THE INPUT =>
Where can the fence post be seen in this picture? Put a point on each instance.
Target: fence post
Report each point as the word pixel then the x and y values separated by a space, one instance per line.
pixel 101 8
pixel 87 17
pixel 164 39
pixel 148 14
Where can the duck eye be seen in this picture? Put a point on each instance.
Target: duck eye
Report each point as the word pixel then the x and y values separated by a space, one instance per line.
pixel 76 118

==

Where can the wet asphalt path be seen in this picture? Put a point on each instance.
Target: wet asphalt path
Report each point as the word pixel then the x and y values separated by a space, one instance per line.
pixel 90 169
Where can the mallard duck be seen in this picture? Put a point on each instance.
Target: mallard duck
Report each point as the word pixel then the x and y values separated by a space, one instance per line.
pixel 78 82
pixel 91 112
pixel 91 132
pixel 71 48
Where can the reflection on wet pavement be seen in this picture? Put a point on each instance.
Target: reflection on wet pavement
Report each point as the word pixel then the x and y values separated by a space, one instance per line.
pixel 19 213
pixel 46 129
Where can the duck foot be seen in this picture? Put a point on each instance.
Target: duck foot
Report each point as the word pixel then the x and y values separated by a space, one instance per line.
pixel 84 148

WORK TO BE COMPLETED =>
Gather from the data above every line with the string "path".

PROBLEM SOLUTION =>
Where can the wet asphalt path be seen in this picture? Put a point on each instance.
Target: wet asphalt path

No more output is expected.